* **Requirement**
Quote all of the data below exactly, please.

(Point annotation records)
::::::::::

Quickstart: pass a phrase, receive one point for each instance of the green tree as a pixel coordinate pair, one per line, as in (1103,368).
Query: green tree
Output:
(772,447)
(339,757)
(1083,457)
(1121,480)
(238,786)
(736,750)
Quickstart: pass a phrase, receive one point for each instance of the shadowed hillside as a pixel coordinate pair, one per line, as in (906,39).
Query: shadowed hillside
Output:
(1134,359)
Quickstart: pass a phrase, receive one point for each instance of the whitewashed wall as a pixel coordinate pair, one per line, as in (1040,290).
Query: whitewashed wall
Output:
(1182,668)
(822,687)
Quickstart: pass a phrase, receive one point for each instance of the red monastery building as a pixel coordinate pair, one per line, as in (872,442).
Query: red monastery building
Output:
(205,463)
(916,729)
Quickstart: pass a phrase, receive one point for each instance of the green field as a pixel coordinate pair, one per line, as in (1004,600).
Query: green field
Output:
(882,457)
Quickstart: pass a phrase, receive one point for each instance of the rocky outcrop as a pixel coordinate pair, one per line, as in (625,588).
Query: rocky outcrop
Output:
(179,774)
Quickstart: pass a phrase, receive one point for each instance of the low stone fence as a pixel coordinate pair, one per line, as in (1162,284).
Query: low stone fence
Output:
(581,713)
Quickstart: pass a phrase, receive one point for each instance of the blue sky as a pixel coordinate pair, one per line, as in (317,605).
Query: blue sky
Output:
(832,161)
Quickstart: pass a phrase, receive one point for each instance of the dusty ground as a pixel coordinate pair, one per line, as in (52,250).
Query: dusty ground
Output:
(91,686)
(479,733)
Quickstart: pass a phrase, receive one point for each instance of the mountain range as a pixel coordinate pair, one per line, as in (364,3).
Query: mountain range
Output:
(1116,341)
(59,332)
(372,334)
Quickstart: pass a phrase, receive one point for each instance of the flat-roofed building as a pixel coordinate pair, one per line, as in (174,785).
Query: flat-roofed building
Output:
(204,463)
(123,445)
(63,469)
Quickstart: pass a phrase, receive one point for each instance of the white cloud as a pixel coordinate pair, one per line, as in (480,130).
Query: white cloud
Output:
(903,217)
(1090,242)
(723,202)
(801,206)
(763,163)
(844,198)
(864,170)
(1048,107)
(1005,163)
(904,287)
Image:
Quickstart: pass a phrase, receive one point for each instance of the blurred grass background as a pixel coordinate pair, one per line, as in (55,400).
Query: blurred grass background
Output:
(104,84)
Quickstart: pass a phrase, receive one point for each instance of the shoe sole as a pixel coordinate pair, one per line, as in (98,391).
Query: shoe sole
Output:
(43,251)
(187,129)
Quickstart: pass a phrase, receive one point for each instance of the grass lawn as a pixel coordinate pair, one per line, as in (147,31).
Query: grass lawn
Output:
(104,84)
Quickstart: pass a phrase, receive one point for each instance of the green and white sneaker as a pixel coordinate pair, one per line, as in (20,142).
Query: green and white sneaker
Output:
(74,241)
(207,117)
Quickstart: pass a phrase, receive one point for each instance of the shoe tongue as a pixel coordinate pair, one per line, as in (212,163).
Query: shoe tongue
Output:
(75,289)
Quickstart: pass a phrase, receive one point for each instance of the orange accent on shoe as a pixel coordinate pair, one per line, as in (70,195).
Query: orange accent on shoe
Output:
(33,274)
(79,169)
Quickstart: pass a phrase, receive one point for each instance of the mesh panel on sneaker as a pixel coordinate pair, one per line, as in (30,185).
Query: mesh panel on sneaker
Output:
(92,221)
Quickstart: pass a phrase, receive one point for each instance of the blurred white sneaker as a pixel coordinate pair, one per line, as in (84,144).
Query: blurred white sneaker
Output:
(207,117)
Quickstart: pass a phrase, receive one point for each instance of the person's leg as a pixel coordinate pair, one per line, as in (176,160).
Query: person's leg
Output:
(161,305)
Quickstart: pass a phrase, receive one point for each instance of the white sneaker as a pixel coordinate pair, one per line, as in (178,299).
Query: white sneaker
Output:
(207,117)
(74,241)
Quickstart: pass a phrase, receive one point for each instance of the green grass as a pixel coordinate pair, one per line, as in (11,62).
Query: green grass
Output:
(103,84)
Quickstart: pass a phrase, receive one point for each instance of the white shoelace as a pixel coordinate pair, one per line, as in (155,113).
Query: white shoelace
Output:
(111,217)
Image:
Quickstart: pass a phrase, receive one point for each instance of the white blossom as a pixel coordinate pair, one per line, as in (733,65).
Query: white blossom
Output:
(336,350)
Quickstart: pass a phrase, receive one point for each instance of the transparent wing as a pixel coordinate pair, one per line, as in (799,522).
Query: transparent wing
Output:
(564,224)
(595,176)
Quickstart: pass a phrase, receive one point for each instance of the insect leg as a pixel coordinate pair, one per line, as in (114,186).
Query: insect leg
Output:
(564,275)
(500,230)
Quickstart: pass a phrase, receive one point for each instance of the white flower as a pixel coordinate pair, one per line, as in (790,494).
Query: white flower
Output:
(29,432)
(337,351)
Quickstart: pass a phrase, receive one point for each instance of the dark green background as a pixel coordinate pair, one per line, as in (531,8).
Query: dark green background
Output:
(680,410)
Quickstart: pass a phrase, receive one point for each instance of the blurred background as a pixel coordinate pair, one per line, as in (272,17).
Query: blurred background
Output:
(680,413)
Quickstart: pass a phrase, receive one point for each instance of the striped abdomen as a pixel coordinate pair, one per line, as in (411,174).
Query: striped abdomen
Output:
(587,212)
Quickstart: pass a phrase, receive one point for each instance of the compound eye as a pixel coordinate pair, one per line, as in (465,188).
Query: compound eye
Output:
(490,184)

::::::::::

* **Answer to the task**
Quickstart: pass a phrase, receive one point for each instance of the green tree as a pixel coordinate pair, one per line, as in (1103,368).
Query: green tree
Output:
(772,447)
(339,757)
(1083,457)
(1121,480)
(238,786)
(736,750)
Quickstart: pass a phrase, receive one point for each instance of the shadowed hillside as a pixel coordinate pair, one per line, as in (906,39).
Query: shadowed hillside
Output:
(1134,359)
Quickstart: pass a phrase, receive one point for each instance of the whitewashed wall as a pixel coordinate pair, one per line, as in (1040,290).
Query: whitewashed wall
Output:
(1182,668)
(822,687)
Quickstart: pass a phrase, receive one point for each instance of the red monastery building as a pixel coordinate pair, one per line, as in (872,442).
Query: red monastery building
Output:
(205,463)
(916,729)
Quickstart: pass a phrase, receive one point for each instance of the green field as a pixel coordinate pair, one per line, as in (1004,600).
Query: green field
Output:
(882,457)
Quickstart: pass a phrase, receive one point for each instance of the rocky outcrop as a pixel coordinate pair, one per line, as in (625,588).
Query: rocky outcrop
Output:
(179,774)
Quickstart: pass a phrase, receive one point for each instance of the low stone fence as a pixel coordinate pair, one per line, as in (1162,284).
Query: low stone fence
Output:
(581,713)
Quickstart: pass a phrase, receive one point for each instance of the blue sky as a pixel coordinate pair, one per line, as in (317,605).
Query: blue sky
Output:
(832,161)
Quickstart: pass a phrase, receive one point for each instance of the dusty ground as a pixel coordinate pair, one per line, as in (52,250).
Query: dusty ground
Output:
(91,686)
(479,733)
Quickstart: pass a phrase, receive one point for each instance of the mountain range as a pixel coordinate pair, one per line, as in (364,3).
Query: mountain range
Output:
(1116,341)
(59,332)
(372,334)
Quickstart: pass a phrase, receive one point for each instance of the flat-roofed building as a pixel coordinate pair, one per line, as in (174,785).
Query: flat-roofed building
Output:
(204,463)
(123,445)
(63,469)
Quickstart: pass a phrase, receive one point for each instance of the white cloud as a pixel coordinate pair, one per line, as in (480,130).
Query: white cloud
Output:
(903,217)
(1090,242)
(723,202)
(801,206)
(763,163)
(844,198)
(864,170)
(1048,107)
(1005,163)
(904,287)
Image:
Quickstart: pass a phrase, receive one point for each instance of the blurred grass background as a pixel coordinate pair, one per line, as in (55,400).
Query: blurred grass background
Output:
(104,84)
Quickstart: pass a phrase, receive one point for each instance of the shoe sole as a pixel coordinate pair, one per line, as in (98,391).
Query: shoe sole
Output:
(43,251)
(187,129)
Quickstart: pass a phrase, receive one point for each instance of the grass lawn as a pixel coordinate pair, one per line, as in (147,31).
Query: grass lawn
Output:
(104,84)
Quickstart: pass a phrase, receive one point for each instance of the green and white sneaker as a pixel coordinate pair, one per line, as in (20,142).
Query: green and white sneaker
Output:
(74,241)
(207,117)
Quickstart: pass a phrase, receive one point for each instance of the shoe tongue as a pixel coordinate pair, one per line, as in (212,163).
Query: shoe tongue
Output:
(75,289)
Quickstart: pass a phrase, receive one point for each instance of the orange accent on shoe as a pixel coordinate pair, one per line, as in (70,195).
Query: orange accent on shoe
Output:
(33,274)
(79,169)
Quickstart: pass a phrase, receive one point for each instance of the mesh panel on sneaker as a pixel coordinate pair, one per line, as in (30,185).
Query: mesh panel on sneaker
Output:
(92,221)
Quickstart: pass a phrase, receive one point for each instance of the blurred white sneaker as a pixel coordinate pair, one per line, as in (84,144).
Query: blurred white sneaker
Output:
(207,117)
Quickstart: pass a phrase, receive one point for each instance of the person's leg as a pixel coordinate pair, one per line, as in (176,160).
Query: person's leg
Output:
(161,305)
Quickstart: pass a phrase, receive one point for each instance of the white sneaker as a pixel coordinate pair, one per line, as in (178,299).
Query: white sneaker
Output:
(207,117)
(74,241)
Quickstart: pass a phrase, receive one point for each instance of the green grass as a pixel coordinate pair, one per line, as in (11,62).
Query: green grass
Output:
(103,84)
Quickstart: pass a phrase, receive one point for each instance of the white shoelace as a pixel coordinate pair, one per line, as in (155,113).
Query: white shoelace
Output:
(111,217)
Image:
Quickstart: pass a phrase, receive one point for each instance of the white blossom as a pixel coordinate pair, one per line, as in (733,65).
Query: white blossom
Output:
(336,350)
Quickstart: pass a phrase, receive one point for each instance of the transparent wing as a pixel coordinate pair, one per line, as in (799,522).
Query: transparent wing
Output:
(564,224)
(595,176)
Quickstart: pass a phrase, receive one point for each instance of the insect leg as a pixel coordinate pair, one per line, as in (114,186).
Query: insect leg
Output:
(564,275)
(500,230)
Quickstart: pass a phrase, receive one point for each instance of the white flower as a pixel coordinate pair, one per line, as in (790,494).
Query: white flower
Output:
(29,432)
(337,351)
Quickstart: pass a phrase, receive one point for each instance of the dark green background as a pixel coordinate pair, one per line, as in (531,8).
Query: dark green background
Output:
(680,410)
Quickstart: pass a phrase, receive one point for each instance of the blurred background as a pixel coordinate pair, one per line, as in (272,17).
Query: blurred background
Output:
(680,413)
Quickstart: pass a phrase, receive one point for each instance of the striped abdomen as a pixel coordinate pair, one per line, as in (411,174).
Query: striped abdomen
Output:
(587,212)
Quickstart: pass a phrase, receive one point for each instance of the compound eye as a pixel coordinate pair, one per line, as in (465,188).
Query: compound eye
Output:
(490,184)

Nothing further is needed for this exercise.